▸ Consigne 1: Dressez la liste des pseudonymes de tous les participants qui publient un message dans la discussion sur l'iPad Air, en citant chacun une seule fois.
▸ Consigne 2:
Répondez à ces questions sur la discussion sur l'iPad Air :
(a) Dans quel magasin TonyT a-t-il testé l'iPad Air ?
(b) Quel modèle d'iPad TonyT possède-t-il ?
(c) De quel appareil à quel appareil ragadomire est-il passé ?
▸ Consigne 3: Recopiez fidèlement le passage de la discussion sur l'iPad Air qui commence par « Savez-vous si un » et se poursuit jusqu'à « ou un ipad 2. ».

▸ Passage fourni:
···

# vos avis



## bubsy76 (3 Novembre 2013)

je voudrais acheter un ipad air 

que pensées vous de ce dernier modèle de chez Apple


----------



## lineakd (3 Novembre 2013)

@bubsy76, c'est ta première tablette?
Elle est magnifique.


----------



## Larme (3 Novembre 2013)

Je pense que c'est une bonne tablette. Tu peux trouver plusieurs tests sur le net.
Maintenant, à quel genre de question tu voudrais qu'on te réponde exactement ?

Si passer de l'iPad 4 à un iPad Air est légitime ?
Si c'est le cas, je dirais que non. L'iPad 4 est une très bonne tablette, encore plus que fonctionnelle. L'iPad Air n'a rien de quoi forcer à un renouvellement.


----------



## TonyT (3 Novembre 2013)

J'ai pu tester l'iPad Air à la FNAC, je ne sais pas si ça vient de moi, mais j'ai l'impression que l'écran est beaucoup moins solide qu'avant. Quand on toque dessus avec les ongles, ça a plutôt tendance à faire un bruit de plastique, par rapport aux anciens modèles (je possède un iPad 2, et j'ai tout de suite senti la différence). J'ai aussi tenté d'appuyer (pas trop fort non plus) sur cet écran, et à la manière d'un écran plat de bureau, les pixels se sont mis à changer de couleur, alors que sur un iPad 2 je n'ai jamais constaté cela.

Savez-vous si un autre matériau que le verre a été utilisé pour protéger l'écran de ce nouvel iPad ?

Mis à part ça, je rejoins lineakd et Larme, c'est une très bonne tablette, mais si tu possèdes déjà un iPad 3 ou 4, ça ne vaut pas le coup de la changer. Si tu possèdes un iPad 2 ou 1, tu constatera un gain assez important de rapidité.
Si tu possèdes une tablette Androïd, je ne saurai pas te répondre  Et si tu n'as pas de tablette du tout, que tu comptes utiliser l'iPad pour internet, multimédia, jouer à tous types de jeux, prends l'iPad Air, oui, ou le mini avec écran retina, si tu n'as pas besoin de beaucoup de puissance, tu peux te rabattre sur un iPad mini ou un ipad 2.


----------



## ragadomire (3 Novembre 2013)

Même impression que toi TonyT, ça m'avait fait la même impression en passant de mon iPad 3 au mini... Sûrement un verre plus fin pour le poids


----------



## lineakd (3 Novembre 2013)

···

▸ Lignes de données:
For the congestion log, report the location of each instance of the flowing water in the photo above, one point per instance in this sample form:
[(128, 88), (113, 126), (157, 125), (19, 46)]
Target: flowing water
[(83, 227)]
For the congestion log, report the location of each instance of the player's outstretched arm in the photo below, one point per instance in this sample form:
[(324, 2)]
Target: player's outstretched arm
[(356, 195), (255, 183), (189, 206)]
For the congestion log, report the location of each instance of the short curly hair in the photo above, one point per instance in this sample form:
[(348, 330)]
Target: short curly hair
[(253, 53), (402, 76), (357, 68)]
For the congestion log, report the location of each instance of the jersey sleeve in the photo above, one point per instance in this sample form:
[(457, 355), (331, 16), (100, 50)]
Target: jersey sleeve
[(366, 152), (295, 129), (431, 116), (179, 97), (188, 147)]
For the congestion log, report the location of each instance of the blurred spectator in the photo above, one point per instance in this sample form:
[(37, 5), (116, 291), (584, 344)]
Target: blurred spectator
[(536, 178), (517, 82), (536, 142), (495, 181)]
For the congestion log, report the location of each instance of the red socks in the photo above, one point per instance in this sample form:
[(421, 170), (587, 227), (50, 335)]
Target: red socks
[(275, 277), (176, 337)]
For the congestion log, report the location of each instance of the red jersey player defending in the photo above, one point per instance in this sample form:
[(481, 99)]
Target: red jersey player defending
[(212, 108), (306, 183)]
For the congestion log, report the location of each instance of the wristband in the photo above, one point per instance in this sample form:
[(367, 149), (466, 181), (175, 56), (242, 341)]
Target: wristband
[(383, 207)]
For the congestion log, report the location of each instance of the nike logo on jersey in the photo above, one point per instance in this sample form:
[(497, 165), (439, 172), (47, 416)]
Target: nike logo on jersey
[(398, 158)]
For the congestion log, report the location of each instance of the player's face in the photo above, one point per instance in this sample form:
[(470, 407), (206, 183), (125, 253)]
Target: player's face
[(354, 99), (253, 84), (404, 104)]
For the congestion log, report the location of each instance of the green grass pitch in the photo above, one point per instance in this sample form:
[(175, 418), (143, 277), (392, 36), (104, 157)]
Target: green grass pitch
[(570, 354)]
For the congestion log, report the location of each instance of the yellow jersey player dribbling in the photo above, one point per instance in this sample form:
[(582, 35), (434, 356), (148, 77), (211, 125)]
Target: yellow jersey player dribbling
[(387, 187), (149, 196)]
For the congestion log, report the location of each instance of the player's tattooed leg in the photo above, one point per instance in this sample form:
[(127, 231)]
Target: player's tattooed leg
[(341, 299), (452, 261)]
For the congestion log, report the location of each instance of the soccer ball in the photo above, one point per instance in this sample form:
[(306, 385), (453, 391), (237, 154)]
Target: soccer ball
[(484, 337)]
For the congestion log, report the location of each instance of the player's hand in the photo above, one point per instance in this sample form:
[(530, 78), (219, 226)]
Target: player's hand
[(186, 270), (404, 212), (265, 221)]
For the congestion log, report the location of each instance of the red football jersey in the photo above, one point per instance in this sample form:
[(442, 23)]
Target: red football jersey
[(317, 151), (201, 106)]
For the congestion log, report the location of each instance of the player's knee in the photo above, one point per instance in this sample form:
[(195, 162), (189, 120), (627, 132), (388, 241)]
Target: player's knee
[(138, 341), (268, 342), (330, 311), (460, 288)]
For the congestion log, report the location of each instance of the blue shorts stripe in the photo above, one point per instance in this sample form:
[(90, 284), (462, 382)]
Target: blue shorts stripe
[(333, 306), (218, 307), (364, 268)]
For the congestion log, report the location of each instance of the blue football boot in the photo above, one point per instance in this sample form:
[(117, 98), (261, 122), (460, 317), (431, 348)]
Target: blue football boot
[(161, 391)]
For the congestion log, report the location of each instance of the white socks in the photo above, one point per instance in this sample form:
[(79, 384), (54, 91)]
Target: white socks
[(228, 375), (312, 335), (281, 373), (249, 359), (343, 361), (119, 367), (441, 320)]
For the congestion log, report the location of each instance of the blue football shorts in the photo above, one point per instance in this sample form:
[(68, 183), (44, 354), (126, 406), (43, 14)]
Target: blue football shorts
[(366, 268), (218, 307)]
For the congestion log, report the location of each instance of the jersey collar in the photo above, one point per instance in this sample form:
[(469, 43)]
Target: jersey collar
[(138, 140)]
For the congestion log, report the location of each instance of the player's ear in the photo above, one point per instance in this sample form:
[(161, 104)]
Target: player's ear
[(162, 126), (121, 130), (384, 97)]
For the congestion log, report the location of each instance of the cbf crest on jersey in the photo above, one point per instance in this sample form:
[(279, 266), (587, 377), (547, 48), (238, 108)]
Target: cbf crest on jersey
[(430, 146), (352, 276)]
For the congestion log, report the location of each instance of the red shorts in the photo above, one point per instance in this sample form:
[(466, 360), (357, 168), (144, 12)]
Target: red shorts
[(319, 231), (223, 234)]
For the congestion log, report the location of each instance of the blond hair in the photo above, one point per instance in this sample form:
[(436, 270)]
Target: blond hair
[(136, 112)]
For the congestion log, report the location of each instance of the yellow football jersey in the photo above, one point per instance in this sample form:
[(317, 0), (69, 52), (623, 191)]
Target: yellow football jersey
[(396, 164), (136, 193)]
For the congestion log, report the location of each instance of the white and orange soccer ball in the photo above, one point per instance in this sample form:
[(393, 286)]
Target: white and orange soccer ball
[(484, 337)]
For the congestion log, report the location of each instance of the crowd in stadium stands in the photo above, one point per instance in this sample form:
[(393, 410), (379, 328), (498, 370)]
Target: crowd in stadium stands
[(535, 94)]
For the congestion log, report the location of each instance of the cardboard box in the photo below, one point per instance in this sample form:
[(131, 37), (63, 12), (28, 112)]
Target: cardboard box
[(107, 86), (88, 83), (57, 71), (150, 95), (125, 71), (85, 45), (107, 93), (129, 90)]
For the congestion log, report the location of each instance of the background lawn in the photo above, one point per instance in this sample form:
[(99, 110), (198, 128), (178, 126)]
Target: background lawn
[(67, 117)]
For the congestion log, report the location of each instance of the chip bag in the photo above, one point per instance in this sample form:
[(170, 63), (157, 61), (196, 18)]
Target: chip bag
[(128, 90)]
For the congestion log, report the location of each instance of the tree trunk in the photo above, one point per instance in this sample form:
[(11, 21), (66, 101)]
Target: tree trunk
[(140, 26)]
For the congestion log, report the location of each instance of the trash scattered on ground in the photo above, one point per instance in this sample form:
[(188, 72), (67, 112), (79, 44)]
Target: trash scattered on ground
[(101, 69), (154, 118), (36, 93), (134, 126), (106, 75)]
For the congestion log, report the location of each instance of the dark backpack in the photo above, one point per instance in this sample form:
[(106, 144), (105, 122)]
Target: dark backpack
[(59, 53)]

···

▸ Solution 1: bubsy76, lineakd, Larme, TonyT, ragadomire

▸ Solution 2:
(a) À la FNAC.
(b) Un iPad 2.
(c) De son iPad 3 au mini.

▸ Solution 3:
Savez-vous si un autre matériau que le verre a été utilisé pour protéger l'écran de ce nouvel iPad ?

Mis à part ça, je rejoins lineakd et Larme, c'est une très bonne tablette, mais si tu possèdes déjà un iPad 3 ou 4, ça ne vaut pas le coup de la changer. Si tu possèdes un iPad 2 ou 1, tu constatera un gain assez important de rapidité.
Si tu possèdes une tablette Androïd, je ne saurai pas te répondre  Et si tu n'as pas de tablette du tout, que tu comptes utiliser l'iPad pour internet, multimédia, jouer à tous types de jeux, prends l'iPad Air, oui, ou le mini avec écran retina, si tu n'as pas besoin de beaucoup de puissance, tu peux te rabattre sur un iPad mini ou un ipad 2.